* **Stored entries**
○ ○ ○

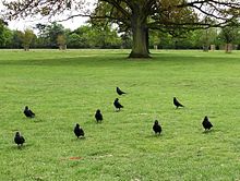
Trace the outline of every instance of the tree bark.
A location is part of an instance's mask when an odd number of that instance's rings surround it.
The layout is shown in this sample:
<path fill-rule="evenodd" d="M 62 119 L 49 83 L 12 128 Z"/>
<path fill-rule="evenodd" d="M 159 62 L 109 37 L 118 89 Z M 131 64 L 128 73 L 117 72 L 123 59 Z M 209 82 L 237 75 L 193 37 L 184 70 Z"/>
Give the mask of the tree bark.
<path fill-rule="evenodd" d="M 143 14 L 133 13 L 132 14 L 132 51 L 129 58 L 149 58 L 148 43 L 147 43 L 147 25 L 146 20 L 142 20 Z"/>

○ ○ ○

* **What needs to be done**
Rewrite the entries above with "tree bark" substituted by "trunk bark" everywhere it occurs, leaving the rest unchanged and omitting the pictures.

* **Solution for this problem**
Trace the outline of every instance of the trunk bark.
A location is part of an instance's mask when an odd number of that instance's rings surround it.
The layout is shown in this sample:
<path fill-rule="evenodd" d="M 62 119 L 49 83 L 12 128 Z"/>
<path fill-rule="evenodd" d="M 159 62 L 109 37 L 118 89 Z M 131 64 L 128 73 L 117 72 L 123 59 Z M 209 82 L 237 75 L 193 37 L 184 70 Z"/>
Give the mask of the trunk bark.
<path fill-rule="evenodd" d="M 143 14 L 133 13 L 132 14 L 132 51 L 129 58 L 149 58 L 148 43 L 147 43 L 147 25 L 146 20 L 142 20 Z"/>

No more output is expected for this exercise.